=== Extrait cité ===
La difficulté est que si l’on fonde la démocratie sur des rapports de force, là où le rapport de force est en faveur de l’une des parties celle-ci peut prétendre imposer ses conditions légalement. Elle se redouble du fait que si le capital est circonscrit par la privatisation de la propriété il n’est pas possible de le définir comme un capital de solidarité.
Envisageons d’abord cette seconde question.
Ecartons une confusion étrange mais pourtant réitérée constamment, la confusion entre propriété privée et propriété individuelle, étrange car la propriété privée des compagnies internationales ou transnationales, des sociétés anonymes, des coopératives ou des entreprises capitalistes n’a rien d’une propriété individuelle ! Selon l’économie politique non-capitaliste la propriété signifie la responsabilité exclusive de l’usage d’un bien dans le respect de celui-ci c’est-à-dire de ce que l’on vient de convenir d’appeler sa fonction sociale, dit autrement dans le respect de la relation de réciprocité qui fonde le titre ou statut de chacun comme sujet de droit. Le droit à la réciprocité est alors sous-jacent ou premier par rapport au droit de propriété qu’elle soit individuelle, familiale, communale, nationale, etc. puisque c’est la réciprocité qui fonde le sujet de la propriété comme tel. La propriété individuelle ne peut être privatisée sans briser la réciprocité et sans que le sujet ne perdre son statut vis-à-vis d’autrui.
On écartera une autre confusion celle-ci voulue et non pas accidentelle qui fait de la propriété et de la privatisation des synonymes alors que du point de vue de la réciprocité l’expression propriété privée est un oxymore. Si la propriété par son appartenance à la réciprocité peut être dite un droit universel, il me semble impossible de privatiser la propriété sans en exproprier autrui et sans nier l’universalité de ce droit. Ce qui est en jeu est sans doute l’usage de la propriété. Lorsque la bourgeoisie l’a soustraite au domaine de la réciprocité, ses juristes durent caractériser le droit de propriété privée par le pouvoir d’en faire ce que l’on en veut indépendamment d’autrui, et ils précisèrent donc que ce pouvoir implique celui de méconnaître le besoin d’autrui, et même de faire injure à la propriété elle-même si telle est la jouissance de son possesseur : c’est le droit d’abus.
Le capital garanti par la privatisation de la propriété conditionne la lutte entre les uns et les autres que celle-ci ait pour résultat la domination des uns sur les autres ou l’égalité entre les uns et les autres si cette égalité permet d’éviter le pire.
Il me semble donc que l’on ne peut faire l’impasse sur la question de la propriété privée sans se condamner à donner une définition du capital qui soit l’inverse de celle du capital de solidarité et par suite sans être contraint de résoudre le problème des inégalités en termes de rapports de force.
===
* [Liste des consignes]:
[A] Pour chacune des affirmations suivantes, indiquez si elle concorde avec l'extrait en répondant par oui ou par non, puis citez les mots de l'extrait qui permettent de trancher. (i) La propriété privée des sociétés anonymes est une forme de propriété individuelle. (ii) Du point de vue de la réciprocité, l'expression « propriété privée » est un oxymore. (iii) Le pouvoir de faire injure à la propriété elle-même est appelé le droit d'abus.
[B] D'après l'extrait, que signifie la propriété selon l'économie politique non-capitaliste ?
[C] Reproduisez fidèlement le passage de l'extrait qui commence par « La difficulté est » et se termine par « capital de solidarité. ».
=== Données fournies ===
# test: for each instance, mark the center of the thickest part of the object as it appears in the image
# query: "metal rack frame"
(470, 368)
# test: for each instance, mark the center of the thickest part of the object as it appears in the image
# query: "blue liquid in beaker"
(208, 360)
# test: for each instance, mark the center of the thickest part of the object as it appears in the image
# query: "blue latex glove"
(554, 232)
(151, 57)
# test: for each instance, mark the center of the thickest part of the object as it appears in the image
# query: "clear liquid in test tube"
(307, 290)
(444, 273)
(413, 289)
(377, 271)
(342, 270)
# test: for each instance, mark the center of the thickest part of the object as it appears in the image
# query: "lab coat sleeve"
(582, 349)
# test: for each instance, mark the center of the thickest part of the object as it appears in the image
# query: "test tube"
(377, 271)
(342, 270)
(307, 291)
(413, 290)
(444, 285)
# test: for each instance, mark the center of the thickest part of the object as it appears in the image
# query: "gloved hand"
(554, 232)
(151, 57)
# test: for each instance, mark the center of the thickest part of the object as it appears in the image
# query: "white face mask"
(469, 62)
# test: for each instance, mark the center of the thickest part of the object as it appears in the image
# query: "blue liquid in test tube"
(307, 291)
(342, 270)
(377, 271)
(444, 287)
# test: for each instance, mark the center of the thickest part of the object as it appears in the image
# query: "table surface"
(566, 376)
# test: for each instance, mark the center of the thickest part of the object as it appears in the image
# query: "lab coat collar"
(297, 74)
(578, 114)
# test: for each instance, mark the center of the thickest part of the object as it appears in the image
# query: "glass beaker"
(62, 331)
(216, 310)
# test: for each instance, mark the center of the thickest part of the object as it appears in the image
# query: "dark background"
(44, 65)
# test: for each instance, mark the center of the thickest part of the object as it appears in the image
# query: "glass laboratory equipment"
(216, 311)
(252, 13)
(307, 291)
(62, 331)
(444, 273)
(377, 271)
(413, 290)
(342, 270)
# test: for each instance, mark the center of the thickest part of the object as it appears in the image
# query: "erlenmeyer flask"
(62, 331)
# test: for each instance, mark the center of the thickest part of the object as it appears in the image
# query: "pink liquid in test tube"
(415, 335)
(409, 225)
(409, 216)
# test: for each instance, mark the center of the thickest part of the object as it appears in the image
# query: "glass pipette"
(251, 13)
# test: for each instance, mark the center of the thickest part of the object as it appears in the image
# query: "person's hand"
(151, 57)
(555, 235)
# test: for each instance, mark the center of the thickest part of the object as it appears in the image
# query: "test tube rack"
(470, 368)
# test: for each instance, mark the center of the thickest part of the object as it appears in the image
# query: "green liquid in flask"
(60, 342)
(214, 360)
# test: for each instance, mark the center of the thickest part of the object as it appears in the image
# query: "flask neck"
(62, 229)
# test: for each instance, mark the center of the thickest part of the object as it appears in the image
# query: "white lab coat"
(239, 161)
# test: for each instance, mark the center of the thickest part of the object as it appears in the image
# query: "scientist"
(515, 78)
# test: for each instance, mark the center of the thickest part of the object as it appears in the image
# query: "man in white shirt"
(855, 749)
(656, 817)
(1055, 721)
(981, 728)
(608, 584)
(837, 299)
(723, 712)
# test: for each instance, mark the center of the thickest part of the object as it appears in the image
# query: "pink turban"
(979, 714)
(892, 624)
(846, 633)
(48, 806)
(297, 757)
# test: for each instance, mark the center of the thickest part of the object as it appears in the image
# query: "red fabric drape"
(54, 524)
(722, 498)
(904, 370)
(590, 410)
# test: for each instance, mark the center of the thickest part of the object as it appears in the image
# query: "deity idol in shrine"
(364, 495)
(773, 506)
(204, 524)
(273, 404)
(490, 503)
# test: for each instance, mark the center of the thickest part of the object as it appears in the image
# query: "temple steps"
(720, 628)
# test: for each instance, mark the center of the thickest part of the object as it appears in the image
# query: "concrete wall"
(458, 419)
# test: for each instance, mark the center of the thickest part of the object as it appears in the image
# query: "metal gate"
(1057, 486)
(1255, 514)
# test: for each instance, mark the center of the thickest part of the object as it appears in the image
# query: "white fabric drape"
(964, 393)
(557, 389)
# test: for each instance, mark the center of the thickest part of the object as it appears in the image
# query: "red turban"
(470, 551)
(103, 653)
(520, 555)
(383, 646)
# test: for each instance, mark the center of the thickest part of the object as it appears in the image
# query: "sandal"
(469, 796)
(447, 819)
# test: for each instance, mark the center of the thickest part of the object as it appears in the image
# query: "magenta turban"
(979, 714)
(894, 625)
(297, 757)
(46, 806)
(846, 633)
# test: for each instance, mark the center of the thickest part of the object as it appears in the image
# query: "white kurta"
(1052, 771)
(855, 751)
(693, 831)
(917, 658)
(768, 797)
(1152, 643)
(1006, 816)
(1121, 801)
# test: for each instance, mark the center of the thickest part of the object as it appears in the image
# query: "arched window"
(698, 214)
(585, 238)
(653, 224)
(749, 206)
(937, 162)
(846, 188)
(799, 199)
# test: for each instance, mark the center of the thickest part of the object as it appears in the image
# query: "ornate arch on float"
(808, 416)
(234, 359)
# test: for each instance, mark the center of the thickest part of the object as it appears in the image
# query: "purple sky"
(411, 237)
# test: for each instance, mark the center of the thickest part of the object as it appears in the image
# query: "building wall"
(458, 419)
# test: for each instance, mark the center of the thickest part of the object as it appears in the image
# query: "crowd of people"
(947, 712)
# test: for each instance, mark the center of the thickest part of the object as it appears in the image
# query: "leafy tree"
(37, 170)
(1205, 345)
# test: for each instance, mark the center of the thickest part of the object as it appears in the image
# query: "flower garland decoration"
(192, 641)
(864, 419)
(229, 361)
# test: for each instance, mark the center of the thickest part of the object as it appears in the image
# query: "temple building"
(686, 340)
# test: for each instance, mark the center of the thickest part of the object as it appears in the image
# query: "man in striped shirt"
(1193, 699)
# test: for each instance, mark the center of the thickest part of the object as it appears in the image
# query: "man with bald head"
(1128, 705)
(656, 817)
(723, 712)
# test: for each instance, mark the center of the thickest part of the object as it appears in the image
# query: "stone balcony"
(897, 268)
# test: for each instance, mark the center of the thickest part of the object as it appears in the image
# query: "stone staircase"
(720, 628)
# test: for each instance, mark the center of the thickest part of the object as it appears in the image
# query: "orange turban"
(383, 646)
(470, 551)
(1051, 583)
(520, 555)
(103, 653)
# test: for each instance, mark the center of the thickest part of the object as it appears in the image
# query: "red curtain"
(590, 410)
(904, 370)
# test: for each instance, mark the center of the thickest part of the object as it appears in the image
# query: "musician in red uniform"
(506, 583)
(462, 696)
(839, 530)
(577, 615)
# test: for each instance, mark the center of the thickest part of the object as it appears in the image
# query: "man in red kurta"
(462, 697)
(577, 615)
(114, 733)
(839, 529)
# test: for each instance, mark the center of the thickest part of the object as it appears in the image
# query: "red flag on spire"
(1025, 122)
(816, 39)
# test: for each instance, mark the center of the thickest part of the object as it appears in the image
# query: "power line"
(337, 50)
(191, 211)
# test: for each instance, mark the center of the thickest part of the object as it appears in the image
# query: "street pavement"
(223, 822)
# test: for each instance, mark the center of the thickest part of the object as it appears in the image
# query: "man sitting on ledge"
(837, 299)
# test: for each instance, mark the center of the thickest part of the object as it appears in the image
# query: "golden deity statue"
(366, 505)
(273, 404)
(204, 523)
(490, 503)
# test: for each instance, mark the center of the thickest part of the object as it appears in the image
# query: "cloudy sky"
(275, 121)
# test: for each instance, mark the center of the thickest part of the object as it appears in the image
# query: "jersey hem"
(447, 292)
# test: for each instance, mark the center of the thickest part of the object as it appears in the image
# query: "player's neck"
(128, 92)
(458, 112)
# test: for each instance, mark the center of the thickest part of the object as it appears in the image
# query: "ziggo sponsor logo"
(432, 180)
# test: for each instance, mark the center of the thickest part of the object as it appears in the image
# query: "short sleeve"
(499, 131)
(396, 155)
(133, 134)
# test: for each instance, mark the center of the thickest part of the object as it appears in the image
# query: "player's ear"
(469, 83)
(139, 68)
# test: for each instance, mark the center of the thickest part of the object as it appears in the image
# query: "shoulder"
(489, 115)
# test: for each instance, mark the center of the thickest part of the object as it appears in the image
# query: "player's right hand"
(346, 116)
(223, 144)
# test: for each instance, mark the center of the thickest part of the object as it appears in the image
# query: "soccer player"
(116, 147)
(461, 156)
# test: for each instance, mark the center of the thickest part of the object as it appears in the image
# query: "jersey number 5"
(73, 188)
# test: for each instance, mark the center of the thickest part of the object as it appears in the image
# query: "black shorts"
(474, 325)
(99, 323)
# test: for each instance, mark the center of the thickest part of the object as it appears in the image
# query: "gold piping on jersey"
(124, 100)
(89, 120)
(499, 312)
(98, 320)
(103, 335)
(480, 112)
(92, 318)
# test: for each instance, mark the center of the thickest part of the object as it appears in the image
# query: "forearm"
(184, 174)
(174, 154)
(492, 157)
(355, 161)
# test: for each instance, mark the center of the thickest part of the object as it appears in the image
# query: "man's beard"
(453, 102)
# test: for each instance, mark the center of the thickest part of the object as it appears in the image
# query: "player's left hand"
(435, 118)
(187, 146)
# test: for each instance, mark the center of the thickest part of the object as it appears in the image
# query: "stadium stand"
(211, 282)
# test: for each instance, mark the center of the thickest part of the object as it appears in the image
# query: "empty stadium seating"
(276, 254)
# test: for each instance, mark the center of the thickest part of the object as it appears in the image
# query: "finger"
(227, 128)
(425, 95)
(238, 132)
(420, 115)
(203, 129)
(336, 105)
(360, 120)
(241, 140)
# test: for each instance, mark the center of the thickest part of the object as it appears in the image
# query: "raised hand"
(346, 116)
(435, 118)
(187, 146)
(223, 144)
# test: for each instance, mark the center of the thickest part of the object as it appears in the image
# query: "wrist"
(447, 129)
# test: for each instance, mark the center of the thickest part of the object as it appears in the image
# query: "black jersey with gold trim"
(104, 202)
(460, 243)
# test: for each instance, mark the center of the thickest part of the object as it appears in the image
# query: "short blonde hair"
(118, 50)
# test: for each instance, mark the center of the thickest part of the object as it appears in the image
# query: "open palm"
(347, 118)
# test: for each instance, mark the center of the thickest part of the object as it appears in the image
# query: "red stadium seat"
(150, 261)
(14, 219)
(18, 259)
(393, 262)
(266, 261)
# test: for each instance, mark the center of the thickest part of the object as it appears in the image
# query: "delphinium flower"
===
* [Corrigé par consigne]:
[A]
(i) Non : « la propriété privée des compagnies internationales ou transnationales, des sociétés anonymes, des coopératives ou des entreprises capitalistes n’a rien d’une propriété individuelle »
(ii) Oui : « du point de vue de la réciprocité l’expression propriété privée est un oxymore »
(iii) Oui : « et même de faire injure à la propriété elle-même si telle est la jouissance de son possesseur : c’est le droit d’abus »

[B] Elle signifie la responsabilité exclusive de l'usage d'un bien dans le respect de celui-ci, c'est-à-dire de sa fonction sociale.

[C]
La difficulté est que si l’on fonde la démocratie sur des rapports de force, là où le rapport de force est en faveur de l’une des parties celle-ci peut prétendre imposer ses conditions légalement. Elle se redouble du fait que si le capital est circonscrit par la privatisation de la propriété il n’est pas possible de le définir comme un capital de solidarité.